• ESTRATTO DELLA PAGINA
╔══
Nota anche con il nome di acluofobia o di nictofobia, la paura del buio è una delle fobie più frequenti e diffuse.
Si tratta, in parte, di una reazione difensiva istintiva del cervello rettiliano che, di fronte a ciò che è sconosciuto e che non appare chiaramente, attiva reazioni avverse e di allerta. Che sia notte o giorno l’oscurità è scarsamente tollerata e abbastanza temuta dalla dimensione più primordiale ed atavica della mente.
Nei bambini la paura del buio è piuttosto comune e, a meno che non assuma caratteristiche particolari ed eccessiva intensità, rientra nel naturale e normale processo di crescita ed è, pertanto, destinata a scomparire spontaneamente con il tempo. E’ la classica paura dei mostri che dai 2 ai 7 – 8 anni circa richiede la presenza rassicurante degli adulti per affrontare, di giorno, qualsiasi luogo oscuro e/o per lasciarsi andare al sonno di notte.
In alcuni casi, tuttavia, la nictofobia perdura o si ripresenta in età adulta creando situazioni di forte disagio ed imbarazzo.
Il buio, allora, scatena nei soggetti che ne soffrono ansia, angoscia, attacchi di panico con sintomi quali tachicardia, respiro affannoso, sudorazione intensa, tremori diffusi, ecc.. fino a sensazioni di distacco dalla realtà e percezioni deliranti. Si manifestano, perlopiù, difficoltà ad addormentarsi, disturbi del sonno ed incubi.
L’individuo, come tentativo di risolvere il problema, tenderà a rinviare e a differire il momento di esposizione al buio e a mettere in atto condotte elusive per evitare di rimanerci da solo.
╚══
• RIGHE ESTRATTE
╔══
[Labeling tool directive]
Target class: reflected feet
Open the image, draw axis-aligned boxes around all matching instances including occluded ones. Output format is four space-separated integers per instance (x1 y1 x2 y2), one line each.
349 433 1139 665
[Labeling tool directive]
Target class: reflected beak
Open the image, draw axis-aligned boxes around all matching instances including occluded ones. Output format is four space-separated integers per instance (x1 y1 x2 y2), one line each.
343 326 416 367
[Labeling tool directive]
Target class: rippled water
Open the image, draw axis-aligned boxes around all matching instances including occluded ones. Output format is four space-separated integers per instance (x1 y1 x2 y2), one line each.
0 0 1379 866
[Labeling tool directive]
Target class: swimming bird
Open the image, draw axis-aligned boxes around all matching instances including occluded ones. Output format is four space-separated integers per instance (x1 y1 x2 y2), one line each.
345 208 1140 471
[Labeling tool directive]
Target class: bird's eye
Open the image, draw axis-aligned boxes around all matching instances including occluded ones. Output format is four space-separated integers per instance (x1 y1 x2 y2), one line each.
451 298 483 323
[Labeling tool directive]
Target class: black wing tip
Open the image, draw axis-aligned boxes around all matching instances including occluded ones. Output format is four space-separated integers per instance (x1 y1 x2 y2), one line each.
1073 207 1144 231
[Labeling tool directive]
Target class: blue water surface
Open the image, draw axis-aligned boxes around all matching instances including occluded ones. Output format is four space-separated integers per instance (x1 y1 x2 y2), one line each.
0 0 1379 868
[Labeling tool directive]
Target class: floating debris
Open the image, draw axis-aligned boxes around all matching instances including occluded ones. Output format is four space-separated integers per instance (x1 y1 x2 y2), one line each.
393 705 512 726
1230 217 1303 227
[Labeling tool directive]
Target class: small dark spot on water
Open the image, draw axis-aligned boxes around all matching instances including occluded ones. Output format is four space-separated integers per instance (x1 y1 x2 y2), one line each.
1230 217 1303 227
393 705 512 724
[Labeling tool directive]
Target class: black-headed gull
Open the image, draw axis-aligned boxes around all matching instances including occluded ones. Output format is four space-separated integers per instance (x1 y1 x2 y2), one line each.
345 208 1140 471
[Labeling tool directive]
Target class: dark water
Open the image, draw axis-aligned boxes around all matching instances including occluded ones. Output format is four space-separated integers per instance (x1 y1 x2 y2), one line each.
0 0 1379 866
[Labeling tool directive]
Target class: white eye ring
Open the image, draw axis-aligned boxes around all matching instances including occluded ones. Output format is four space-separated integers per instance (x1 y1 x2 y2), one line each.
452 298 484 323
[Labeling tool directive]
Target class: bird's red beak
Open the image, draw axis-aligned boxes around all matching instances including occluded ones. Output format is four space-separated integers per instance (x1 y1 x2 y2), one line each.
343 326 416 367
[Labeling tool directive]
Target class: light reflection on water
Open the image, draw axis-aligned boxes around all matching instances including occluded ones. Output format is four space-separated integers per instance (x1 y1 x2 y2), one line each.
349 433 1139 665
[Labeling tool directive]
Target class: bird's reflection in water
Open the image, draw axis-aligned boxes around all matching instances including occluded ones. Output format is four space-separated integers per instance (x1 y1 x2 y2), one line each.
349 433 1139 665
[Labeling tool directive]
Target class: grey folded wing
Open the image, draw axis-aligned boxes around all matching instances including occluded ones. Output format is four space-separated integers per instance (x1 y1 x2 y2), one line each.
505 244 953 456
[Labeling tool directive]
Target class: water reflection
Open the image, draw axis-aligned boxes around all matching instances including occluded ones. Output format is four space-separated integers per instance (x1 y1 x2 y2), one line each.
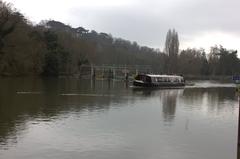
160 89 183 122
0 78 237 158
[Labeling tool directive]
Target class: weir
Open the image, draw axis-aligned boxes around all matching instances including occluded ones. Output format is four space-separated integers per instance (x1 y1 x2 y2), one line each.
77 65 152 80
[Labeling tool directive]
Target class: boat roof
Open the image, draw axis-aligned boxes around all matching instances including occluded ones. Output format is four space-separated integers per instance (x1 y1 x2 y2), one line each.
146 74 183 78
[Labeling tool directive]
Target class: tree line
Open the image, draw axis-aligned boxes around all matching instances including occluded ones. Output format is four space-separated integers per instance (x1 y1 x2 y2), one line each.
0 0 240 76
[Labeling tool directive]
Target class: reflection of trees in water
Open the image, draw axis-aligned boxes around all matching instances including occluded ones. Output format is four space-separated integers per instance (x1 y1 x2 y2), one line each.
0 78 133 149
183 87 236 112
160 89 182 122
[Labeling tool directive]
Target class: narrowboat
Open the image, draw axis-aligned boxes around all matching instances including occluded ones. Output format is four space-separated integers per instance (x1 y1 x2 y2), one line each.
133 74 185 88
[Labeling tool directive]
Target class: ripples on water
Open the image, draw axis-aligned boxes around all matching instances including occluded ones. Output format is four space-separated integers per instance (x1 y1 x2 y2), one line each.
0 78 238 159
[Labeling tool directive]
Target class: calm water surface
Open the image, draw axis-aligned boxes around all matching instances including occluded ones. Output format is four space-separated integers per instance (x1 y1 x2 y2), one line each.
0 78 238 159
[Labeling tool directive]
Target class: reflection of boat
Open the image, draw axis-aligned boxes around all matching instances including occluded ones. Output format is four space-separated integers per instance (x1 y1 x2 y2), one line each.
133 74 185 88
╚══
• CONSEGNA A
Riproduci parola per parola il passo del testo sulla paura del buio, partendo dalle parole "Nei bambini la" e fermandoti dopo "sonno di notte.".
• CONSEGNA B
Quali sintomi elenca il testo sulla paura del buio subito dopo le parole "sintomi quali"?
Le righe riportate sopra non servono per svolgere il lavoro.

• SOLUZIONE A
Nei bambini la paura del buio è piuttosto comune e, a meno che non assuma caratteristiche particolari ed eccessiva intensità, rientra nel naturale e normale processo di crescita ed è, pertanto, destinata a scomparire spontaneamente con il tempo. E’ la classica paura dei mostri che dai 2 ai 7 – 8 anni circa richiede la presenza rassicurante degli adulti per affrontare, di giorno, qualsiasi luogo oscuro e/o per lasciarsi andare al sonno di notte.

• SOLUZIONE B
Tachicardia, respiro affannoso, sudorazione intensa, tremori diffusi.